**Text for analysis:**
3. Stability Verification in Storage and Application Scenarios
Long-Term Storage Stability: Stored at 25℃/60% RH for 6 months, the activity retention rate of Nisin in ESD microspheres is 82%, while that of spray-dried products is only 55%. XRD analysis shows that the microsphere matrix remains in an amorphous state, and no structural damage caused by crystallization occurs, while the crystallinity of protective agents in spray-dried products reaches 30%, destroying the embedding environment of Nisin.
Applicability in Food Systems: Adding ESD microspheres to pasteurized milk (70℃/15 s), the activity of Nisin remains 78% after storage at 4℃ for 28 days, which is significantly higher than that of direct addition of Nisin (remaining 50%). This is because the microspheres form a gel layer during the heat treatment process, reducing the interaction between the peptide chain and heat-induced denatured proteins.
IV. Quantitative Model of Process Optimization and Application Expansion
1. Process Modeling by Response Surface Method (RSM)

**Exercise data:**
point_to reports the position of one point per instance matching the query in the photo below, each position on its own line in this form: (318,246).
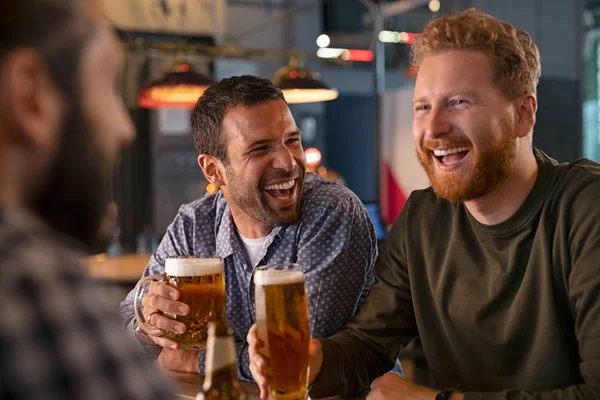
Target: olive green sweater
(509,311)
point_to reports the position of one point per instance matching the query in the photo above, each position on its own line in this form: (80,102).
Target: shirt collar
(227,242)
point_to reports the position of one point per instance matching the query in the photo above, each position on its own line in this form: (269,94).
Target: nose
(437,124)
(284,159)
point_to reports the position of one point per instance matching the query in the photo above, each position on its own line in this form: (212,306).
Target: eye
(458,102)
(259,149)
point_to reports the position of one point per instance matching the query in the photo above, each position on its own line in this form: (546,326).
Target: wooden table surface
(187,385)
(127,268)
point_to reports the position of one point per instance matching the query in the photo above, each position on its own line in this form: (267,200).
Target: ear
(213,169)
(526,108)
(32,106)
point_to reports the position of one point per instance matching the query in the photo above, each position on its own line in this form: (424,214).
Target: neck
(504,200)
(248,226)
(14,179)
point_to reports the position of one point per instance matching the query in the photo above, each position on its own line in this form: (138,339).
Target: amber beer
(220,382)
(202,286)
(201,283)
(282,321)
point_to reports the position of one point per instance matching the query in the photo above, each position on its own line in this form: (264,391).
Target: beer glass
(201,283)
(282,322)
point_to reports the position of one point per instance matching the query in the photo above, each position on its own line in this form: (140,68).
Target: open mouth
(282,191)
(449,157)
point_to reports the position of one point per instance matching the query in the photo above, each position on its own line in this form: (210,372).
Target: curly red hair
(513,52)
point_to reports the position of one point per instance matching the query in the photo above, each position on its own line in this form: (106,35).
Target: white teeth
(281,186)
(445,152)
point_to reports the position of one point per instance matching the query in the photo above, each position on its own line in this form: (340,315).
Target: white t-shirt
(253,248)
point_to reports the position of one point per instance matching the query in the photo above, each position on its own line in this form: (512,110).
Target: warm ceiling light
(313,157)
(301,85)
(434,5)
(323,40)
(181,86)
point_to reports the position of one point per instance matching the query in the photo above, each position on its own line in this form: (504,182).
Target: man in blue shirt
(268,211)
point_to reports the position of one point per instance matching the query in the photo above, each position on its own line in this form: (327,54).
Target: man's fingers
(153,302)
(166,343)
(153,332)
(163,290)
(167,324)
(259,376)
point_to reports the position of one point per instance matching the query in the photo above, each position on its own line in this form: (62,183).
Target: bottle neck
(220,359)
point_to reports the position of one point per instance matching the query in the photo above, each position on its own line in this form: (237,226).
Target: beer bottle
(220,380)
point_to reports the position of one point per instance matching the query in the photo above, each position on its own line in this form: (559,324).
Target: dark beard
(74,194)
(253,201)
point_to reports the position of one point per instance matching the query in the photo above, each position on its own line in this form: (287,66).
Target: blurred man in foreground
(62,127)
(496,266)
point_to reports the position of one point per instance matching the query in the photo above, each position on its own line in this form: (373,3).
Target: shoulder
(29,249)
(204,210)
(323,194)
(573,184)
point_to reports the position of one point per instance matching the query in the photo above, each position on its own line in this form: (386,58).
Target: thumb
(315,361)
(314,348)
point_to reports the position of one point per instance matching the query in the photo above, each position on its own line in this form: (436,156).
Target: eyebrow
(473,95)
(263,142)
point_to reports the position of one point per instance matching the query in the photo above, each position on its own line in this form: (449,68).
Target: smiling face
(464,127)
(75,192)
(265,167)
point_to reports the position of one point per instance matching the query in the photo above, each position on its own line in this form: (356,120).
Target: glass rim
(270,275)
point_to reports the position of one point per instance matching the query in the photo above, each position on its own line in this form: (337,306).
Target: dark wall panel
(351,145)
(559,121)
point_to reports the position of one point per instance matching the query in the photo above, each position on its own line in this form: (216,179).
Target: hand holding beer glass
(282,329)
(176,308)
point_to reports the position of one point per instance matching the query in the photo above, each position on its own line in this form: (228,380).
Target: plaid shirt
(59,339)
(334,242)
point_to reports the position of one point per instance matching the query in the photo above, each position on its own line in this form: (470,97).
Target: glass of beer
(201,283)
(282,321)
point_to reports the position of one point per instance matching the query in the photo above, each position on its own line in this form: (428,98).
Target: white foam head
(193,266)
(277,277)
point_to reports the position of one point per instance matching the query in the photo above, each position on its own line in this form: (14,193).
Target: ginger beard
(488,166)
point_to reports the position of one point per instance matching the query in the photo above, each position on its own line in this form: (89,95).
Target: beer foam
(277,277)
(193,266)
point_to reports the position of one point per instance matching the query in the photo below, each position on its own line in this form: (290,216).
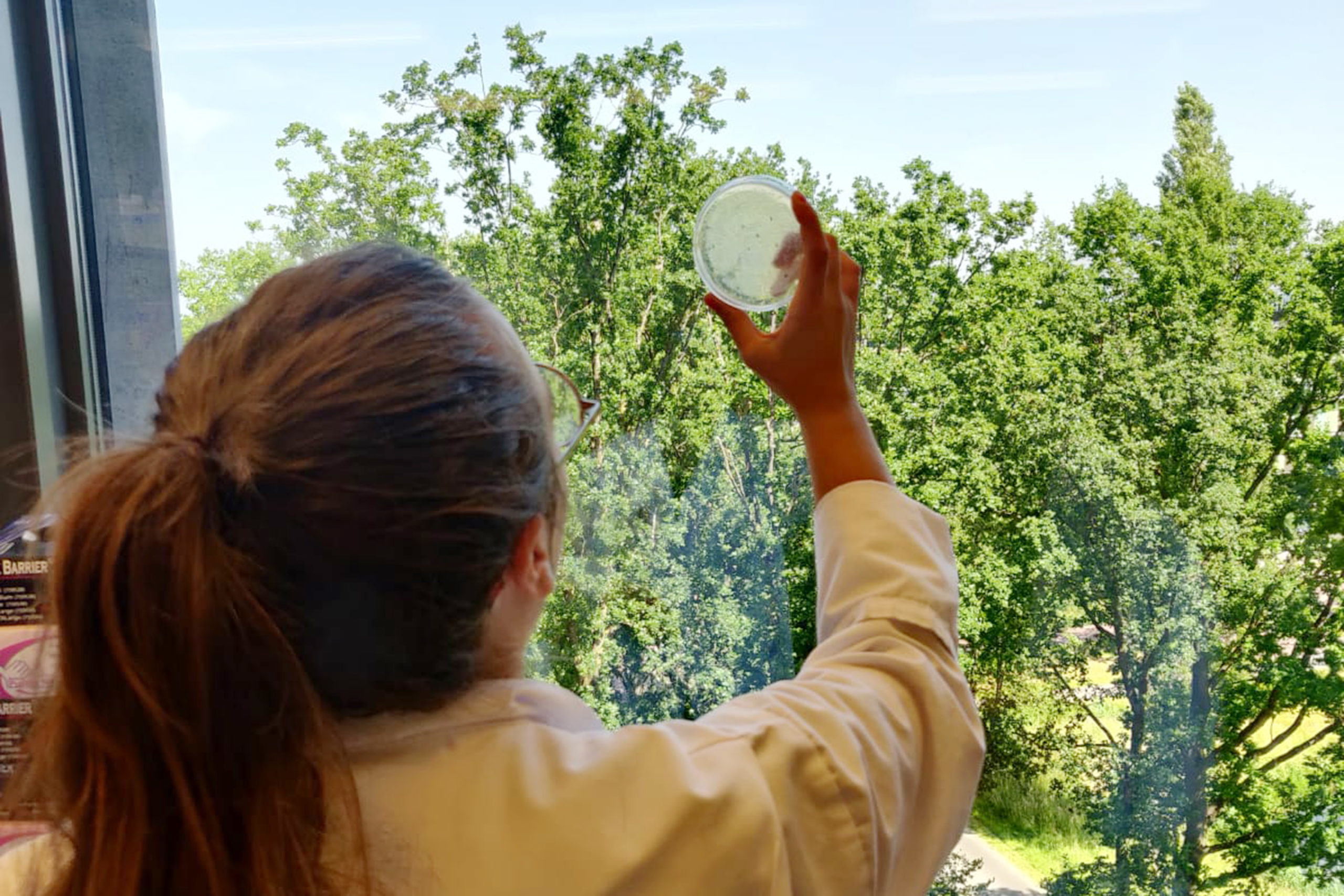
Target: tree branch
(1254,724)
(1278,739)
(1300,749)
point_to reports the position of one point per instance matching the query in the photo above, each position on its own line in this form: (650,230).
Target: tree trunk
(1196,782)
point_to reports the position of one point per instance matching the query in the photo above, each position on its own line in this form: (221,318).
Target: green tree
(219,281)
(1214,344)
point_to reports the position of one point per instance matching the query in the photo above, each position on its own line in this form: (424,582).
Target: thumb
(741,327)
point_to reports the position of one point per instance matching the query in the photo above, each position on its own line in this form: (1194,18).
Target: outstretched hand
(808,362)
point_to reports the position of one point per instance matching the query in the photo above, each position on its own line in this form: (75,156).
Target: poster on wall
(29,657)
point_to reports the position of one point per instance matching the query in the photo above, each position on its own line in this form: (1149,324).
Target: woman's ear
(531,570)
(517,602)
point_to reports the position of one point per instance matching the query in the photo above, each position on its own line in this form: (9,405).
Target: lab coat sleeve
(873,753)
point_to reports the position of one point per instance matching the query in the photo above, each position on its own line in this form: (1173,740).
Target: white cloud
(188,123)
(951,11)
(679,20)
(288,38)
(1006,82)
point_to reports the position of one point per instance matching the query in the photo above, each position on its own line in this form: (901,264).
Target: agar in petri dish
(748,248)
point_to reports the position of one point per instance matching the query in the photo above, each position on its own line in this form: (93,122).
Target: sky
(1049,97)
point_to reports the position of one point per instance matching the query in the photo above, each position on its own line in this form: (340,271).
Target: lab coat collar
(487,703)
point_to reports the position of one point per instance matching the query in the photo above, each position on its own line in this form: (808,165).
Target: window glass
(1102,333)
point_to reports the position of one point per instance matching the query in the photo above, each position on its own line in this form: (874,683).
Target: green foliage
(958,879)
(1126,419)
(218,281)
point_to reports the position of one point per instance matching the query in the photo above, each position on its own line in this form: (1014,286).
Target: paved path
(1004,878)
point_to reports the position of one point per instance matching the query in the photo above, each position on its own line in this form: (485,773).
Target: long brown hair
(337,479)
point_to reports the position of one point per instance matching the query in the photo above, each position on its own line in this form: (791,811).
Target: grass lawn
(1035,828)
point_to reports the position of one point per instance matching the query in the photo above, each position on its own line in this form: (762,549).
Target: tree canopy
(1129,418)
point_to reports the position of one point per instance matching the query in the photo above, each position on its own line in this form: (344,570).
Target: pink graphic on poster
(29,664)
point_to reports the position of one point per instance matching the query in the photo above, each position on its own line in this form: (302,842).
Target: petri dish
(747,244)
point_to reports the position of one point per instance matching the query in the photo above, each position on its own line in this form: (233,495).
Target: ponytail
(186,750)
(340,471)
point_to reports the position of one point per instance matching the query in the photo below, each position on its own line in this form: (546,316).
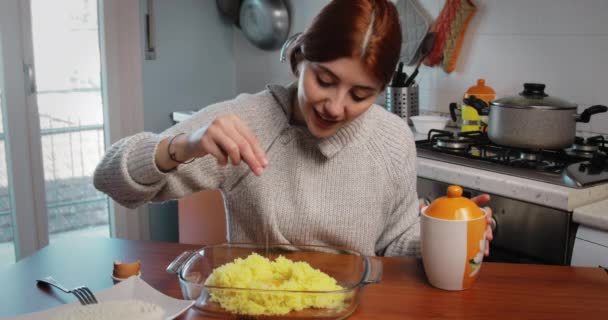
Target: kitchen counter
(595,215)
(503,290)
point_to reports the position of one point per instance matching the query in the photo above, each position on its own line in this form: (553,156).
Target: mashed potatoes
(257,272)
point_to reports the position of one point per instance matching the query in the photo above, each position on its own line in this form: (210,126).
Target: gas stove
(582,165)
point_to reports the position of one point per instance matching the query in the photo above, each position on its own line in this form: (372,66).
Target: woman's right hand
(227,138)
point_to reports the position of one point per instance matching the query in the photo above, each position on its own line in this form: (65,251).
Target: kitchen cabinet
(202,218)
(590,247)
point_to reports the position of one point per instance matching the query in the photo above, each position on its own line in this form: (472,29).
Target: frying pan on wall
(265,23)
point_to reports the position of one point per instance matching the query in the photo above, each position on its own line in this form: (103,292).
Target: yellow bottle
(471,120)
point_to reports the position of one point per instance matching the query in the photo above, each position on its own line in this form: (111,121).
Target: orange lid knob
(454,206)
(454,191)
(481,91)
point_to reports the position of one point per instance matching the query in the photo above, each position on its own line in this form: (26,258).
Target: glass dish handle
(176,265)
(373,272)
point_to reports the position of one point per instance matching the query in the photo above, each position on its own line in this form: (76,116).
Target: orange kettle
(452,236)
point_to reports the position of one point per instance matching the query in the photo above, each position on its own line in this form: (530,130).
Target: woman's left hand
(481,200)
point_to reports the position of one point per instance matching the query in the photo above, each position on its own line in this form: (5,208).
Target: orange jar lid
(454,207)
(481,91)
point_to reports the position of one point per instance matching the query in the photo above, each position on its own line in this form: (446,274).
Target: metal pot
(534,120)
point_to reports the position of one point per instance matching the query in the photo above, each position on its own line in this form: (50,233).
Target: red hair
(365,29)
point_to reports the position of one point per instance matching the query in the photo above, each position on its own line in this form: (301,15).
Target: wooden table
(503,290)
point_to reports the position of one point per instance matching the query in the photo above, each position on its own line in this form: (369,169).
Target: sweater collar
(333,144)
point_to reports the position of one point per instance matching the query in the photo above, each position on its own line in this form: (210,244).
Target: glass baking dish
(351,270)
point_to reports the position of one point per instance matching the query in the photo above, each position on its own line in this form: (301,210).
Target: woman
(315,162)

**Problems and tasks:**
a. Update the passage on Nisin microsphere stability, starting at "3. Stability Verification" and ending at "environment of Nisin.", so that "spray-dried products" is replaced by "freeze-dried products".
b. In the passage on Nisin microsphere stability, what was Nisin's activity retention rate in ESD microspheres after 6 months of storage at 25℃/60% RH?

**Problem solutions:**
a.
3. Stability Verification in Storage and Application Scenarios
Long-Term Storage Stability: Stored at 25℃/60% RH for 6 months, the activity retention rate of Nisin in ESD microspheres is 82%, while that of freeze-dried products is only 55%. XRD analysis shows that the microsphere matrix remains in an amorphous state, and no structural damage caused by crystallization occurs, while the crystallinity of protective agents in freeze-dried products reaches 30%, destroying the embedding environment of Nisin.

b. 82%